Pull out each line of the listing below that contains the word "Target", and copy those lines in full. Only lines where the capitalization matches count.

▸ **DATA ENTRIES**:
## begin
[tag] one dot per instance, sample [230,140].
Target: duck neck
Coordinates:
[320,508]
## end
## begin
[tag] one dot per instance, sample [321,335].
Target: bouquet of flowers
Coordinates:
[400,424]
## end
## begin
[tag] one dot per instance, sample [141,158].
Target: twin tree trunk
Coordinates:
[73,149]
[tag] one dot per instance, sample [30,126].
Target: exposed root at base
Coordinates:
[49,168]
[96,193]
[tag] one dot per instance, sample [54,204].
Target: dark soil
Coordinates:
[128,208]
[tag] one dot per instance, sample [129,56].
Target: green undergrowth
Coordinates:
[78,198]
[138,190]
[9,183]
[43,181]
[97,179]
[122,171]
## end
▸ **EXERCISE SOLUTION**:
Target: duck neck
Target: bouquet of flowers
Target: twin tree trunk
Target: exposed root at base
Target: dark soil
Target: green undergrowth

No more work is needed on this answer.